Selected passage:
╭──

Chula Vista Futbol Club is an American soccer club from Chula Vista, California. The club's first team currently competes in the NISA Nation.

History
Chula Vista FC was originally established as a youth soccer organization and added a senior team in 2011. The club's stated goal for the senior team is to provide a bridge between youth and professional soccer for players not in the college soccer system. Notable players that went through the CVFC youth soccer system include Alejandro Guido, Paul Arriola, Joe Corona, Gabriel Farfan and Michael Farfan. CVFC has played against other crosstown teams losing 3-1 in a friendly with North County Battalion and beating their rival Albion SC Pros 3-2. Chula Vista FC aims to eventually have a team for all the United States Soccer Development academy ages and possibly move up to the NASL or USL.

The club gained a measure of national acclaim for its performances in the 2015 Lamar Hunt U.S. Open Cup which included a road win over Arizona United SC, a professional club from the United Soccer League. CVFC was eliminated in the second qualifying round of the 2016 Lamar Hunt U.S. Open Cup in a 4-0 loss against La Máquina FC at home.

╰──

Stated goal: Print the entire article on Chula Vista FC word for word, with nothing changed. The listing that comes next was taken from a separate source and is unrelated to the soccer club article.

Dataset rows:
╭──

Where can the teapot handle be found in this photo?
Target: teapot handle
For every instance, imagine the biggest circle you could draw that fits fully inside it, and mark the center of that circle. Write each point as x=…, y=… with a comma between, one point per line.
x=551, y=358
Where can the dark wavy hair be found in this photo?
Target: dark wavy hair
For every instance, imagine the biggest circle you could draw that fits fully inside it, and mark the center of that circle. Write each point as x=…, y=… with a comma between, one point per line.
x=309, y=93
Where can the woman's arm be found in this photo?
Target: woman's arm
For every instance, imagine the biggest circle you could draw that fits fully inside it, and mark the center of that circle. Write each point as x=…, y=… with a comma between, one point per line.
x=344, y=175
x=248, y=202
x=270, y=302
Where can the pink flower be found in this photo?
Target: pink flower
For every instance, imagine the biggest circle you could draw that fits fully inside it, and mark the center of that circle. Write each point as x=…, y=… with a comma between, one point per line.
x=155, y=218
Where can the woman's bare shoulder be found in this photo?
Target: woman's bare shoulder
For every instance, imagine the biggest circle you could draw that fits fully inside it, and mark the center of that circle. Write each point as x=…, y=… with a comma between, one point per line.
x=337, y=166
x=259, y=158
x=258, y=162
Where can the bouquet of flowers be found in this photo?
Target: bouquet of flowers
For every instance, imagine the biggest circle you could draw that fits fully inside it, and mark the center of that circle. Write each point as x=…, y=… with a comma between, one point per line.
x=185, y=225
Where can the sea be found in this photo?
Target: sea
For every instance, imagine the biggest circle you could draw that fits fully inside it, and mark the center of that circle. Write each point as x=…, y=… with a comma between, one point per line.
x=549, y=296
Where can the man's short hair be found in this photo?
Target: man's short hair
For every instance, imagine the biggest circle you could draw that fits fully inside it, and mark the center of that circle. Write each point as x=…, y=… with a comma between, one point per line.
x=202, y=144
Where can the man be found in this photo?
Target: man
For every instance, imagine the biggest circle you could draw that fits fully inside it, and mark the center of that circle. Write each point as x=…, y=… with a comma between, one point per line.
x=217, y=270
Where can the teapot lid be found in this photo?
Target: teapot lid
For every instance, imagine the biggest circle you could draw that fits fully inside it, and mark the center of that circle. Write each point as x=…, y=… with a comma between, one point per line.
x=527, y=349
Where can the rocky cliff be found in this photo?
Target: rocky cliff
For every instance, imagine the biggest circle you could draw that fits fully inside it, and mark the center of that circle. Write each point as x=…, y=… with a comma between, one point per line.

╰──

Task response:
Chula Vista Futbol Club is an American soccer club from Chula Vista, California. The club's first team currently competes in the NISA Nation.

History
Chula Vista FC was originally established as a youth soccer organization and added a senior team in 2011. The club's stated goal for the senior team is to provide a bridge between youth and professional soccer for players not in the college soccer system. Notable players that went through the CVFC youth soccer system include Alejandro Guido, Paul Arriola, Joe Corona, Gabriel Farfan and Michael Farfan. CVFC has played against other crosstown teams losing 3-1 in a friendly with North County Battalion and beating their rival Albion SC Pros 3-2. Chula Vista FC aims to eventually have a team for all the United States Soccer Development academy ages and possibly move up to the NASL or USL.

The club gained a measure of national acclaim for its performances in the 2015 Lamar Hunt U.S. Open Cup which included a road win over Arizona United SC, a professional club from the United Soccer League. CVFC was eliminated in the second qualifying round of the 2016 Lamar Hunt U.S. Open Cup in a 4-0 loss against La Máquina FC at home.